CHALLENGE:
Reproduce the data below line for line, with no changes to any wording or figure.

SUPPLIED MATERIAL:
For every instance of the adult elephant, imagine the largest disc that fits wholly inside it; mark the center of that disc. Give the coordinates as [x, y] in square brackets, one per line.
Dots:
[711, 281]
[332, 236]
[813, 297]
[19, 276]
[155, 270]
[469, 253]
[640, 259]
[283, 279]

FINAL RESULT:
For every instance of the adult elephant, imagine the largest disc that fits wholly inside it; mark the center of that disc. Give the coordinates as [x, y] in square brackets, one per line.
Dots:
[711, 281]
[332, 236]
[813, 297]
[19, 276]
[155, 270]
[469, 253]
[640, 259]
[283, 279]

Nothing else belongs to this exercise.